● DO THIS
Retype every item below line for line, keeping each word, number and punctuation mark unchanged.

● MATERIAL PROVIDED
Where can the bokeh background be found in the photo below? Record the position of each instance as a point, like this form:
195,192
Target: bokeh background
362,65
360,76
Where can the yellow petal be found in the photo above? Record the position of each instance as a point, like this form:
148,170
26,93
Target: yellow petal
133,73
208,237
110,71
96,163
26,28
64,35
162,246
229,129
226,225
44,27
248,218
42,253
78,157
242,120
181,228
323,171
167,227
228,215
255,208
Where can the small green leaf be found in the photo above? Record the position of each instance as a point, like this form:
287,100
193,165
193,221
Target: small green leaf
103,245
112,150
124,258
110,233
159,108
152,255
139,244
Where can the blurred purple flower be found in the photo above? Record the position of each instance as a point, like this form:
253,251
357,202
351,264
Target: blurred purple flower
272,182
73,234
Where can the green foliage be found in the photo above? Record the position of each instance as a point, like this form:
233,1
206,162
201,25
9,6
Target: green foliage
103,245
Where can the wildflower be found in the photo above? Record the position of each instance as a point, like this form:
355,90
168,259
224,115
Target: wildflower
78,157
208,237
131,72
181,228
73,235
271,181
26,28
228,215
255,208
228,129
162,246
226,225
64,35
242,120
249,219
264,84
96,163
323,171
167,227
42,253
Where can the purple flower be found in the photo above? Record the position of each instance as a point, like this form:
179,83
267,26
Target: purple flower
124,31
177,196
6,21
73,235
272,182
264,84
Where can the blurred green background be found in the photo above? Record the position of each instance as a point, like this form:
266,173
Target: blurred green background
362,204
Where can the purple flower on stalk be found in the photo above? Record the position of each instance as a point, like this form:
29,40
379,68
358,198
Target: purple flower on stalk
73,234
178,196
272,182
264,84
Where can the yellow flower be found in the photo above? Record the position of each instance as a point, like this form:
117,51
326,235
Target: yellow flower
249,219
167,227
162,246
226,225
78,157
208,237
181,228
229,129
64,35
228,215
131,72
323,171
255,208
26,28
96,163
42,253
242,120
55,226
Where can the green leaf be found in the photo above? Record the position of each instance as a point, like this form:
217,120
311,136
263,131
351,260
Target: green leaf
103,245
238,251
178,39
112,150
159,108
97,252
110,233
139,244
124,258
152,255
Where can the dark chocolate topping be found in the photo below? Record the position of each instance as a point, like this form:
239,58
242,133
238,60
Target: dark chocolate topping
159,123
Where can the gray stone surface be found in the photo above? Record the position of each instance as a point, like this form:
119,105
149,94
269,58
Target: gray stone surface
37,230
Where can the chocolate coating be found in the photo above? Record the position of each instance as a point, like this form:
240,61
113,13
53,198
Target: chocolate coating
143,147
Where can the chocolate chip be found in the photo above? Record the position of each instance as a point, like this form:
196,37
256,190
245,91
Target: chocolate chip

● WRITTEN ANSWER
Where can the bokeh background be found in the photo below? Record the position of each instance as a point, like this form:
195,192
Target: bokeh background
362,65
360,76
Where can the yellow petal be found in the photo above? Record the position of each instance as a point, like this form:
148,170
26,93
Target: yellow petal
133,73
208,237
110,71
96,163
26,28
64,35
162,246
229,129
226,225
44,27
248,218
42,253
78,157
242,120
181,228
323,171
167,227
228,215
255,208
Where can the small green leaf be found in the photo above? Record the position of each instance as a point, like this form:
287,100
193,165
193,221
Target: small green leaf
103,245
112,150
124,258
110,233
159,108
152,255
139,244
Where can the blurred purple flower be found in the photo above? Record the position of each instance as a point, like this form:
253,251
357,202
351,264
Target: blurred purple flower
272,182
73,234
Where can the green foliage be found in the photo above? Record the position of each instance as a point, like this form:
233,1
206,162
201,25
9,6
Target: green foliage
103,245
Where can the wildflower be found in the photo above? Record the position of each instance as a point, like this form:
355,90
168,259
224,115
Target: wildflower
78,157
208,237
131,72
181,228
73,235
271,181
26,28
228,215
255,208
228,129
162,246
226,225
64,35
242,120
249,219
264,84
96,163
323,171
167,227
42,253
Where can the purple flower be found in the photo above? Record the position of each instance as a point, like this form:
179,83
267,26
Target: purple flower
124,31
177,196
6,21
73,235
272,182
264,84
Where can the blurred green background be found in the photo above? Record the position of each instance as a point, like this form:
266,173
Target: blurred green background
362,204
Where can the purple flower on stalk be found in the photo above? Record the position of each instance as a point, like this form:
29,40
379,68
358,198
Target: purple flower on stalk
73,234
178,196
272,182
264,84
Where can the yellow flower be found in the photo above? Record the position of each instance as a point, like this form:
117,51
326,235
Target: yellow flower
249,219
167,227
162,246
226,225
78,157
208,237
181,228
229,129
64,35
228,215
131,72
323,171
255,208
26,28
96,163
42,253
242,120
55,226
Where can the green leaf be found in the photo above? Record the position of each instance as a point, like this form:
217,120
311,136
263,131
351,260
Target: green leaf
103,245
238,251
178,39
112,150
159,108
97,252
110,233
139,244
124,258
152,255
Where can the dark chocolate topping be found in the photo below? Record the position of each instance as a point, like this form:
239,58
242,133
238,60
Target: dark chocolate topping
159,123
Where can the gray stone surface be found in the photo above? Record the position of each instance as a point, like this form:
119,105
149,94
269,58
Target: gray stone surface
37,230
Where can the chocolate coating be found in the photo above? Record the position of each instance as a point, like this form:
240,61
113,13
53,198
Target: chocolate coating
143,147
Where can the chocolate chip be found in the photo above? Record the position of each instance as a point, like this form:
196,37
256,190
245,91
Target: chocolate chip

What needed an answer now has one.